Could the lines from the one with "For each instance of the teapot handle, drop" through the end of the listing be restated exactly, with nothing else included?
::::
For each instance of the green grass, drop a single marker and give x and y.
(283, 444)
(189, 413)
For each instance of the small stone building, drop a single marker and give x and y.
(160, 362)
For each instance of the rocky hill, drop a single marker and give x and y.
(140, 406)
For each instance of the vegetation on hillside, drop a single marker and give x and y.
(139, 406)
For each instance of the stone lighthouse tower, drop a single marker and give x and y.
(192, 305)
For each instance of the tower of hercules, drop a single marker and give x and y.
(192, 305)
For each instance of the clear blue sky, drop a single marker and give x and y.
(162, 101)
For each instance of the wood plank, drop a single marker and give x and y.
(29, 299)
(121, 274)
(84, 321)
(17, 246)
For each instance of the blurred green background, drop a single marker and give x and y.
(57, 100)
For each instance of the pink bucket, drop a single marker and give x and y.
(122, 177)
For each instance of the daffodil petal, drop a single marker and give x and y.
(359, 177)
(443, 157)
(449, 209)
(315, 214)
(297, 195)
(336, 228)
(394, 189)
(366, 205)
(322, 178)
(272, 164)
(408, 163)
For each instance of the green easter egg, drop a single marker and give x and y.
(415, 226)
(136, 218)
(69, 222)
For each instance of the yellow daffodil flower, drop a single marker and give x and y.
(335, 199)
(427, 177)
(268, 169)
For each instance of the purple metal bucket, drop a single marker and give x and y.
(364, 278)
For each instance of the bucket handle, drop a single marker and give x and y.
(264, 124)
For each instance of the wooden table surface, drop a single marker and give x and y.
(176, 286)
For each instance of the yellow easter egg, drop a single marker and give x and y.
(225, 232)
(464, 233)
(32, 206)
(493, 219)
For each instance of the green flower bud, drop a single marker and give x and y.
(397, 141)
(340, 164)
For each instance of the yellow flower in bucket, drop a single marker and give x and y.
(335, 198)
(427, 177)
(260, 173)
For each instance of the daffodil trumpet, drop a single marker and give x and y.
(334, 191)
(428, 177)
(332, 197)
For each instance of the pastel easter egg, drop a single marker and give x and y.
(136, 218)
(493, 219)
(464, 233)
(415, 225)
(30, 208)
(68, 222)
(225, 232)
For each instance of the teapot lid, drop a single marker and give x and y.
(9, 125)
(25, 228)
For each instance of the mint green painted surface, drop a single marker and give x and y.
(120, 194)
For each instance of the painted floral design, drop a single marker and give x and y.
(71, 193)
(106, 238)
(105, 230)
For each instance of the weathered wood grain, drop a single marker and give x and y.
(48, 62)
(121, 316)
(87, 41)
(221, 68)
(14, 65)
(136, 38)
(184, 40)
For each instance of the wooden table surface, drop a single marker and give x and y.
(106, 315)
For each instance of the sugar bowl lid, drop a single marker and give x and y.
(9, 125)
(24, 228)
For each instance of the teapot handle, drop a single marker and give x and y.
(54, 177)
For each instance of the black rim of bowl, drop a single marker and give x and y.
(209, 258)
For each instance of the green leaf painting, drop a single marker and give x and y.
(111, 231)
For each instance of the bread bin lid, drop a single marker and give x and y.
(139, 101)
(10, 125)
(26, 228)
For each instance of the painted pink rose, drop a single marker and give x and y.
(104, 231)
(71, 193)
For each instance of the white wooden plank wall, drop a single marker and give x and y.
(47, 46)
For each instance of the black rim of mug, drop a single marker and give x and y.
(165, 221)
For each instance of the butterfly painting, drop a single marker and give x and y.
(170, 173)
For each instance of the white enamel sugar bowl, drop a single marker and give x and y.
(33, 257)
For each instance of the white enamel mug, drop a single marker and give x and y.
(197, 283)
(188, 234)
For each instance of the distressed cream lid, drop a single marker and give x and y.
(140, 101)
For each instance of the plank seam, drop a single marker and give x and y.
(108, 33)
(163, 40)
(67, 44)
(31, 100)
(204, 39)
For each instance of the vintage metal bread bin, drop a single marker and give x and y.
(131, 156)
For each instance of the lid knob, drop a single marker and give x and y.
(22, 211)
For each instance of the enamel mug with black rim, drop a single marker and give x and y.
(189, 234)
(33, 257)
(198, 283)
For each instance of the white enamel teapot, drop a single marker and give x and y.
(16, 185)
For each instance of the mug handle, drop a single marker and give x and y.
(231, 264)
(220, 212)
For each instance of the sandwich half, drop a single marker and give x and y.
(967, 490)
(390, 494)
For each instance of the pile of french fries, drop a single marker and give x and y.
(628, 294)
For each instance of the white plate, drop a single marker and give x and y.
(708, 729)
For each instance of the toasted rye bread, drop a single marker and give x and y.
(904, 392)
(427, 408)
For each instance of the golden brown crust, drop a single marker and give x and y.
::::
#### Correct answer
For each instance of the teapot handle, drop a single marker and give x and y.
(54, 177)
For each instance of the black rim of bowl, drop a single marker and give x and y.
(209, 258)
For each instance of the green leaf painting, drop a single marker and give x and y.
(111, 231)
For each instance of the bread bin lid, drop a single marker and give x and y.
(139, 101)
(10, 125)
(26, 228)
For each instance of the painted pink rose, drop a single marker and give x and y.
(104, 231)
(71, 193)
For each instance of the white wooden plank wall, drop a single marker and give x and y.
(47, 46)
For each instance of the black rim of mug, drop a single marker and give x and y.
(165, 221)
For each instance of the butterfly painting, drop a single marker and give x and y.
(170, 173)
For each instance of the white enamel sugar bowl, drop a single marker and give x and y.
(33, 257)
For each instance of the white enamel mug, drop a single marker and give x and y.
(197, 283)
(188, 234)
For each instance of the distressed cream lid, drop a single marker and give x and y.
(140, 101)
For each instance of the plank seam, drop a single marker and give x and y.
(108, 33)
(163, 40)
(67, 44)
(31, 100)
(204, 39)
For each instance of the vintage metal bread bin, drop a single marker and give x and y.
(131, 156)
For each instance of the lid knob, drop a single marker and give x and y.
(22, 211)
For each instance of the enamel mug with black rim, drop a single marker and give x and y.
(189, 234)
(33, 257)
(198, 283)
For each instance of the white enamel teapot, drop a single marker and give x and y.
(16, 185)
For each instance of the mug handle, drop a single marker and give x and y.
(231, 264)
(220, 212)
For each instance of the sandwich half, drop a single marker and give x and y.
(967, 490)
(390, 494)
For each instance of the pile of french fries, drop a single marker and give x and y.
(628, 294)
For each instance of the white plate, drop a single marker and give x and y.
(708, 729)
For each instance of the toasted rye bread, drop a single marker and give x and y.
(904, 392)
(427, 408)
For each instance of the golden brown crust, drop a single marker and give x and y.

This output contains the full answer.